Puoi trascrivere il passo del testo sulla contrattazione collettiva e la produttività compreso tra "Le Parti firmatarie del" e "che vi lavorano.", estremi inclusi?

─── Estratto della fonte

Le Parti firmatarie del presente documento considerano la contrattazione collettiva uno strumento utile per perseguire la crescita della produttività e della competitività in Italia. Attraverso la contrattazione collettiva è, infatti, possibile definire modalità e strumenti per perseguire e raggiungere obiettivi di miglioramento della produttività contemperando le ragioni delle imprese e delle persone che vi lavorano.
In questo senso le Parti firmatarie credono che l'autonomia contrattuale debba essere valorizzata anche con riferimento ai contenuti delle intese finalizzate a perseguire i miglioramenti della produttività e, pertanto, si attendono che le determinazioni di Governo e Parlamento, volte a incentivare questi processi, risultino conseguentemente coerenti. Le Parti considerano, quindi, essenziale che la scelta, confermata anche con la presente intesa, a favore della valorizzazione degli accordi collettivi per il miglioramento della produttività, venga sostenuta e promossa da adeguate e strutturali misure di incentivazione fiscale e contributiva.
Le Parti, pertanto, chiedono al Governo e al Parlamento di rendere stabili e certe le misure previste dalle disposizioni di legge per applicare, sui redditi da lavoro dipendente fino a 40 mila euro lordi annui, la detassazione del salario di produttività attraverso la determinazione di un' imposta, sostitutiva dell'IRPEF e delle addizionali, al 10%. Le Parti, con riferimento alla decontribuzione del salario di produttività, chiedono che venga data compiuta applicazione ai contenuti della legge numero 247 del 2007 che prevede lo sgravio contributivo per incentivare la contrattazione collettiva di secondo livello fino al limite del 5% della retribuzione contrattuale percepita.
Le Parti firmatarie sono consapevoli della necessità che la scelta a favore della contrattazione
collettiva per la produttività debba trovare un adeguato sostegno nella legislazione di vantaggio e in questa prospettiva fissano nel presente documento le linee programmatiche per la crescita della produttività e della competitività in Italia.
 

1. Considerazioni introduttive

Dalla prima metà degli anni 90 l'economia italiana ha presentato, nel confronto internazionale, più bassi livelli di sviluppo, sia in termini effettivi che potenziali, denunciando la natura strutturale e di lungo periodo della stagnazione della domanda aggregata.

──────
─── Dati mostrati

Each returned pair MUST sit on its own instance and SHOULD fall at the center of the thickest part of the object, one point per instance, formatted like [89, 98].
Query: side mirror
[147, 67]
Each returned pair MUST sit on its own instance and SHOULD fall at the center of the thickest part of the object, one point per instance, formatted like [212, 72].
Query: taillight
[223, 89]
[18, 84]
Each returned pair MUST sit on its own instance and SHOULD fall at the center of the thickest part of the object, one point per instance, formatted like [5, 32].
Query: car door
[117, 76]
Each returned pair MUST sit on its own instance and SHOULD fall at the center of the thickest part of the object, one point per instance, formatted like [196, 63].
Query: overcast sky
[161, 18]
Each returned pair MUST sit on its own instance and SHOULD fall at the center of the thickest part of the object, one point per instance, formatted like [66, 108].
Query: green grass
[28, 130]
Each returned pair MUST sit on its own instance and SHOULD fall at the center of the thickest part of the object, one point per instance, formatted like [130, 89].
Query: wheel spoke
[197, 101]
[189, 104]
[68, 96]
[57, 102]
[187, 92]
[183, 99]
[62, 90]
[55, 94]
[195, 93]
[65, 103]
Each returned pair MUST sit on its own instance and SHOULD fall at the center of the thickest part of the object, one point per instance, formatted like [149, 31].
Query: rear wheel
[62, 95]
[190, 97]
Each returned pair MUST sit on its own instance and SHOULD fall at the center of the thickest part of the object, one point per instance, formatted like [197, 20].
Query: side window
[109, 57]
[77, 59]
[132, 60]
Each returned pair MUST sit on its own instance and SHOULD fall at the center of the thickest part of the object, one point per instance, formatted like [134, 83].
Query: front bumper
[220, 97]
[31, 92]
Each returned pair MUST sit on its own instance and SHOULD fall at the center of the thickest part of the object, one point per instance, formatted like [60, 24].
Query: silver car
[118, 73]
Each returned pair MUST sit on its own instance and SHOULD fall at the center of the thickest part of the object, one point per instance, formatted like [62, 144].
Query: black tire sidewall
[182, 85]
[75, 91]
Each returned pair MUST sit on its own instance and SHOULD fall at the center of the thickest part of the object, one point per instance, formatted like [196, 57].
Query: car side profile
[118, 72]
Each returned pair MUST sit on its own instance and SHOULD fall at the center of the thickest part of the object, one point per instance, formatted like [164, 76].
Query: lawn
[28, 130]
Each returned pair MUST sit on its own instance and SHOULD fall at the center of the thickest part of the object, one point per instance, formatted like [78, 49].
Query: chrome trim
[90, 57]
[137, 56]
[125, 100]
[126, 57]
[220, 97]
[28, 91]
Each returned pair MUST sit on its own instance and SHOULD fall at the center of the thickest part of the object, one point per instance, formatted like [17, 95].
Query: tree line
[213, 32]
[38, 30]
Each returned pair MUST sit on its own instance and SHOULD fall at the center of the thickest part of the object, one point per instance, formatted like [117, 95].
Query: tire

──────

*Risultato:*
Le Parti firmatarie del presente documento considerano la contrattazione collettiva uno strumento utile per perseguire la crescita della produttività e della competitività in Italia. Attraverso la contrattazione collettiva è, infatti, possibile definire modalità e strumenti per perseguire e raggiungere obiettivi di miglioramento della produttività contemperando le ragioni delle imprese e delle persone che vi lavorano.